• _What needs to be done_
Only the lines from the beginning of the data below through the line that contains "like [40, 98]." should be repeated, exactly as written.

• _Input records_
=== Section Start ===

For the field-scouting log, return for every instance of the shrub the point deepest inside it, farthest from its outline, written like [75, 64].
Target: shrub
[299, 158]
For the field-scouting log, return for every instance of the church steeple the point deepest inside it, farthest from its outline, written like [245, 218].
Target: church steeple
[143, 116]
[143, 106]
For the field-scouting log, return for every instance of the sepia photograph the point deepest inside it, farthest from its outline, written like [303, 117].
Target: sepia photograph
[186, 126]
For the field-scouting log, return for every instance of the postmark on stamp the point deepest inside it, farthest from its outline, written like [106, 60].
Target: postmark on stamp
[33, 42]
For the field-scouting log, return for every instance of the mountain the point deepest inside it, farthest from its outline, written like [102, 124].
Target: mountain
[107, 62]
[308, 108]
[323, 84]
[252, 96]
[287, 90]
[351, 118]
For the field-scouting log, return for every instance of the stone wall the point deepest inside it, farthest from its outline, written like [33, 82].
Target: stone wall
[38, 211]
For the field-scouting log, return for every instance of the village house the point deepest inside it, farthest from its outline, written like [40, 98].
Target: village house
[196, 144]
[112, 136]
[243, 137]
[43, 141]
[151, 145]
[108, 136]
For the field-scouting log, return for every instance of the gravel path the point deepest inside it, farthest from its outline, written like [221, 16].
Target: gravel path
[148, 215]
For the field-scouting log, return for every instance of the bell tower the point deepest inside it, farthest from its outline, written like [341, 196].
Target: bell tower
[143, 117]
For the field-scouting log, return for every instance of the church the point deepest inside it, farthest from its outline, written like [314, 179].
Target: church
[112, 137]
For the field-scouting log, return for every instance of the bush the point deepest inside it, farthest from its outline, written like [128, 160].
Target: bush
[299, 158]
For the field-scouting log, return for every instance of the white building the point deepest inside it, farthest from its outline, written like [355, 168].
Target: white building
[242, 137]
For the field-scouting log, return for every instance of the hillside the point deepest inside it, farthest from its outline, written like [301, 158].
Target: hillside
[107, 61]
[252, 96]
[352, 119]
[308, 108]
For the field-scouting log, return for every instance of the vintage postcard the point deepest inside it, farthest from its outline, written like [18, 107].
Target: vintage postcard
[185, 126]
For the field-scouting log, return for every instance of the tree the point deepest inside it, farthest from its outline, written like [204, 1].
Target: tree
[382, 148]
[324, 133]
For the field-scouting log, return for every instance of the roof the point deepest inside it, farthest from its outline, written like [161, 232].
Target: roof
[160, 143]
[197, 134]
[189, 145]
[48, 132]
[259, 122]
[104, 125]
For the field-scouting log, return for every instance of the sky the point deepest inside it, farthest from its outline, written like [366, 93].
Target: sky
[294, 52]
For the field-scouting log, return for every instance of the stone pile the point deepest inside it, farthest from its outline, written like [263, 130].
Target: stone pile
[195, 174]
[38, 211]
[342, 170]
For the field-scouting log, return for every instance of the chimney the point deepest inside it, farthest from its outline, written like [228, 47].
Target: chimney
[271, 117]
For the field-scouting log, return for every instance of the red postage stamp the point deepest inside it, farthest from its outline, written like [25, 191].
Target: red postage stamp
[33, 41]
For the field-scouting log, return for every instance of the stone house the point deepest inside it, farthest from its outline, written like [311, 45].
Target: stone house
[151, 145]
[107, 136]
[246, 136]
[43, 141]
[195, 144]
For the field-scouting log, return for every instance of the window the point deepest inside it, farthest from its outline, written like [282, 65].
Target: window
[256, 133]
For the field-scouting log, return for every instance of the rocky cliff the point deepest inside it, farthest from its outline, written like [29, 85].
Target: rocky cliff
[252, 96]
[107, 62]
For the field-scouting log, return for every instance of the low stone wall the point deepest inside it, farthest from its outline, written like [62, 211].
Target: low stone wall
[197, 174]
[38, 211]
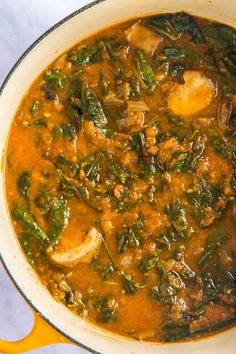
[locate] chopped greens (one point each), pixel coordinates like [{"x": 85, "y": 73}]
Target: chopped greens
[
  {"x": 23, "y": 184},
  {"x": 55, "y": 79}
]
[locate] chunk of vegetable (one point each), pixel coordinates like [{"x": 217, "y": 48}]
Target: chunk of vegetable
[
  {"x": 191, "y": 97},
  {"x": 79, "y": 254}
]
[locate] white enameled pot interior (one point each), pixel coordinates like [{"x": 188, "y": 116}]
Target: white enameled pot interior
[{"x": 81, "y": 24}]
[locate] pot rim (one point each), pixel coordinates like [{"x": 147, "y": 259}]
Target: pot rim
[
  {"x": 16, "y": 282},
  {"x": 5, "y": 81}
]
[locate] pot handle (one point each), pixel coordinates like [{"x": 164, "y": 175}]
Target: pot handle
[{"x": 41, "y": 334}]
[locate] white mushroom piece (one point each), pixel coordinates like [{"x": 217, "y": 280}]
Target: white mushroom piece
[
  {"x": 193, "y": 95},
  {"x": 79, "y": 254},
  {"x": 143, "y": 38}
]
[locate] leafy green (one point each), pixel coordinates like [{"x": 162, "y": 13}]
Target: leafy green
[
  {"x": 43, "y": 200},
  {"x": 172, "y": 26},
  {"x": 130, "y": 285},
  {"x": 69, "y": 131},
  {"x": 58, "y": 219},
  {"x": 89, "y": 54},
  {"x": 131, "y": 236},
  {"x": 55, "y": 79},
  {"x": 105, "y": 84},
  {"x": 214, "y": 241},
  {"x": 25, "y": 244},
  {"x": 121, "y": 172},
  {"x": 177, "y": 216},
  {"x": 218, "y": 36},
  {"x": 104, "y": 270},
  {"x": 108, "y": 312},
  {"x": 28, "y": 222},
  {"x": 164, "y": 293},
  {"x": 92, "y": 166},
  {"x": 35, "y": 107},
  {"x": 96, "y": 52},
  {"x": 62, "y": 163},
  {"x": 202, "y": 202},
  {"x": 144, "y": 72},
  {"x": 92, "y": 107},
  {"x": 163, "y": 25},
  {"x": 39, "y": 123},
  {"x": 183, "y": 22},
  {"x": 148, "y": 263},
  {"x": 23, "y": 184},
  {"x": 78, "y": 189}
]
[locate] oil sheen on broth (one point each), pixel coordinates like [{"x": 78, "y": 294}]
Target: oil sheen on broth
[{"x": 121, "y": 177}]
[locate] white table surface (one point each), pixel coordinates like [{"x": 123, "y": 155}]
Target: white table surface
[{"x": 21, "y": 22}]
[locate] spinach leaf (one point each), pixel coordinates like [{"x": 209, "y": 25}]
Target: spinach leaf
[
  {"x": 43, "y": 200},
  {"x": 121, "y": 172},
  {"x": 130, "y": 285},
  {"x": 39, "y": 123},
  {"x": 55, "y": 79},
  {"x": 148, "y": 263},
  {"x": 25, "y": 244},
  {"x": 28, "y": 222},
  {"x": 144, "y": 72},
  {"x": 218, "y": 36},
  {"x": 214, "y": 241},
  {"x": 58, "y": 219},
  {"x": 35, "y": 107},
  {"x": 108, "y": 310},
  {"x": 163, "y": 25},
  {"x": 78, "y": 189},
  {"x": 23, "y": 184},
  {"x": 172, "y": 26},
  {"x": 202, "y": 202},
  {"x": 177, "y": 216},
  {"x": 92, "y": 166},
  {"x": 130, "y": 237},
  {"x": 92, "y": 107},
  {"x": 183, "y": 22},
  {"x": 104, "y": 270},
  {"x": 69, "y": 131},
  {"x": 89, "y": 54},
  {"x": 164, "y": 293}
]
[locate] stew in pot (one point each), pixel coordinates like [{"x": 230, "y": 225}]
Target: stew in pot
[{"x": 121, "y": 177}]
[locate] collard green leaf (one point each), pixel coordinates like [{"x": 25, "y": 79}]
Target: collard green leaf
[
  {"x": 23, "y": 184},
  {"x": 28, "y": 222},
  {"x": 58, "y": 219}
]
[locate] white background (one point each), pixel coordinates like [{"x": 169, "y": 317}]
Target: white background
[{"x": 21, "y": 23}]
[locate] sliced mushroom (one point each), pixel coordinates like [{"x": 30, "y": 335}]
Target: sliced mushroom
[
  {"x": 143, "y": 38},
  {"x": 191, "y": 97},
  {"x": 79, "y": 254}
]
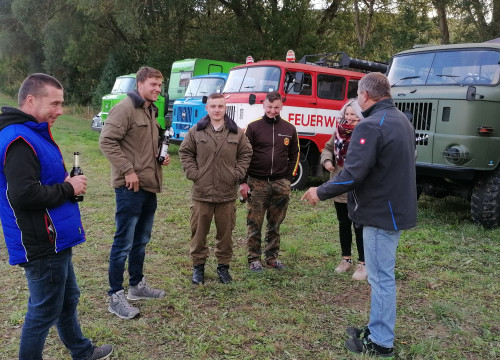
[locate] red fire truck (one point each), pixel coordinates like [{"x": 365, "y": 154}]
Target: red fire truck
[{"x": 313, "y": 94}]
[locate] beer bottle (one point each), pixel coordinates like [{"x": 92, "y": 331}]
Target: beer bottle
[
  {"x": 164, "y": 147},
  {"x": 77, "y": 170}
]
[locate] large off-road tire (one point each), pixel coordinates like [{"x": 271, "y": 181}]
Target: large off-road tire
[
  {"x": 300, "y": 179},
  {"x": 485, "y": 200}
]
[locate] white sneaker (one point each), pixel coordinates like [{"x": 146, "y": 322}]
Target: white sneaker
[
  {"x": 119, "y": 305},
  {"x": 360, "y": 273}
]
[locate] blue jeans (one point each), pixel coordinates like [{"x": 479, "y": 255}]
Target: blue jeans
[
  {"x": 380, "y": 254},
  {"x": 134, "y": 222},
  {"x": 53, "y": 299}
]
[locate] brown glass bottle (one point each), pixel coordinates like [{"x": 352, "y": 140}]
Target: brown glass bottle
[{"x": 77, "y": 170}]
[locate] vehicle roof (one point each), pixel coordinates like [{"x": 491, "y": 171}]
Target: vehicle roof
[
  {"x": 425, "y": 48},
  {"x": 300, "y": 66},
  {"x": 211, "y": 75},
  {"x": 128, "y": 75}
]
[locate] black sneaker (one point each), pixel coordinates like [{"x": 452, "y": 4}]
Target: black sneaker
[
  {"x": 367, "y": 347},
  {"x": 223, "y": 272},
  {"x": 358, "y": 333},
  {"x": 198, "y": 274}
]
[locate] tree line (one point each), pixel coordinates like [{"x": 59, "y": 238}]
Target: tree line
[{"x": 87, "y": 43}]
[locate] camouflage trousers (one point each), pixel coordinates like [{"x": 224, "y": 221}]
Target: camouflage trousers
[{"x": 269, "y": 199}]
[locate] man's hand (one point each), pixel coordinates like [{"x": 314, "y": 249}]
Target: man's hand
[
  {"x": 311, "y": 196},
  {"x": 328, "y": 165},
  {"x": 166, "y": 161},
  {"x": 78, "y": 182},
  {"x": 244, "y": 189},
  {"x": 132, "y": 182}
]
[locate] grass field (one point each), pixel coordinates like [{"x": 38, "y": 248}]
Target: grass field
[{"x": 447, "y": 276}]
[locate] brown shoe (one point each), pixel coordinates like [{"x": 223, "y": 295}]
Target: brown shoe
[
  {"x": 344, "y": 266},
  {"x": 360, "y": 273}
]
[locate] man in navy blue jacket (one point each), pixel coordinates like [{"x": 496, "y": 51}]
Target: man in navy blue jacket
[{"x": 379, "y": 174}]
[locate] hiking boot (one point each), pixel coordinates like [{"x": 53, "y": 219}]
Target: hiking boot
[
  {"x": 367, "y": 347},
  {"x": 255, "y": 266},
  {"x": 198, "y": 274},
  {"x": 358, "y": 333},
  {"x": 276, "y": 264},
  {"x": 119, "y": 305},
  {"x": 101, "y": 352},
  {"x": 344, "y": 266},
  {"x": 223, "y": 272},
  {"x": 144, "y": 291},
  {"x": 360, "y": 273}
]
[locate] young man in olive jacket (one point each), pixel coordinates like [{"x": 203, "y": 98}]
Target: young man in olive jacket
[
  {"x": 274, "y": 162},
  {"x": 215, "y": 155},
  {"x": 379, "y": 172},
  {"x": 130, "y": 139}
]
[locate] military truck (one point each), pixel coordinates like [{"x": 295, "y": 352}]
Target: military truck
[
  {"x": 191, "y": 108},
  {"x": 182, "y": 71},
  {"x": 124, "y": 84},
  {"x": 451, "y": 94}
]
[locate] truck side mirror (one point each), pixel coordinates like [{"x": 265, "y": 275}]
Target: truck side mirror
[
  {"x": 471, "y": 93},
  {"x": 251, "y": 99}
]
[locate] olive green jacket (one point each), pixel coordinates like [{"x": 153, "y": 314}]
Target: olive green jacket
[{"x": 215, "y": 165}]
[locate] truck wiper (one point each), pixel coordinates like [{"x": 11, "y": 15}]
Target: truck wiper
[
  {"x": 452, "y": 77},
  {"x": 404, "y": 79}
]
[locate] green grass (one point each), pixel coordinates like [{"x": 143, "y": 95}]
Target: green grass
[{"x": 447, "y": 274}]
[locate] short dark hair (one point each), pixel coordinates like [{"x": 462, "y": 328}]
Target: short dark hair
[
  {"x": 215, "y": 96},
  {"x": 147, "y": 72},
  {"x": 376, "y": 85},
  {"x": 35, "y": 85},
  {"x": 273, "y": 96}
]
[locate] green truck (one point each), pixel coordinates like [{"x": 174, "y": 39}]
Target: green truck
[
  {"x": 182, "y": 71},
  {"x": 451, "y": 94}
]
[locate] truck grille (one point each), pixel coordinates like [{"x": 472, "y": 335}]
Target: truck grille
[
  {"x": 183, "y": 114},
  {"x": 419, "y": 114},
  {"x": 230, "y": 110}
]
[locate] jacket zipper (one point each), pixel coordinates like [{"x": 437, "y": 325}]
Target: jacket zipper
[
  {"x": 355, "y": 200},
  {"x": 272, "y": 155}
]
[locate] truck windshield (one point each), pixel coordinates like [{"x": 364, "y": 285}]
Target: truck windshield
[
  {"x": 462, "y": 67},
  {"x": 253, "y": 79},
  {"x": 123, "y": 85},
  {"x": 204, "y": 87}
]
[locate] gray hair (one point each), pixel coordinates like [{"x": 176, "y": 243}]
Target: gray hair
[
  {"x": 376, "y": 85},
  {"x": 355, "y": 106}
]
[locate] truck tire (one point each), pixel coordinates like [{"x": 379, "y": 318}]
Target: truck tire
[
  {"x": 485, "y": 201},
  {"x": 300, "y": 179}
]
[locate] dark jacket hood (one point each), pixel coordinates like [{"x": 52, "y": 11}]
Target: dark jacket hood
[
  {"x": 11, "y": 115},
  {"x": 228, "y": 122},
  {"x": 139, "y": 101}
]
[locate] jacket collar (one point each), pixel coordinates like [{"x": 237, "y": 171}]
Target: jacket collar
[
  {"x": 379, "y": 105},
  {"x": 271, "y": 120},
  {"x": 139, "y": 101},
  {"x": 228, "y": 122}
]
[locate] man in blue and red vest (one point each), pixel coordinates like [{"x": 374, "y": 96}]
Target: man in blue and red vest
[{"x": 40, "y": 222}]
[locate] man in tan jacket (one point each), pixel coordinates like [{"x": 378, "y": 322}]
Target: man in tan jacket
[
  {"x": 129, "y": 140},
  {"x": 215, "y": 155}
]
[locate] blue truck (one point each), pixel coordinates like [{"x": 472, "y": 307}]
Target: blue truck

=== Section End ===

• _Your solution_
For the field-scouting log, return for every instance of the shrub the point deepest inside it, farthest from its outline, written like [75, 64].
Target: shrub
[299, 158]
For the field-scouting log, return for every instance of the church steeple the point deepest inside it, farthest from its outline, written like [245, 218].
Target: church steeple
[143, 116]
[143, 106]
For the field-scouting log, return for every instance of the sepia photograph the point deepest inside it, farthest from its outline, written like [303, 117].
Target: sepia photograph
[186, 126]
For the field-scouting log, return for every instance of the postmark on stamp the point deepest inside it, farthest from its outline, written like [106, 60].
Target: postmark on stamp
[33, 42]
For the field-scouting log, return for every instance of the mountain the point deepest inside it, farthest from its outline, written like [102, 124].
Target: mountain
[107, 62]
[308, 108]
[323, 84]
[252, 96]
[287, 90]
[351, 118]
For the field-scouting log, return for every instance of the stone wall the point deepest inside it, farthest from its outline, written like [33, 82].
Target: stone wall
[38, 211]
For the field-scouting log, return for every instance of the village house the point deepest inside it, farthest from its outline, written like [40, 98].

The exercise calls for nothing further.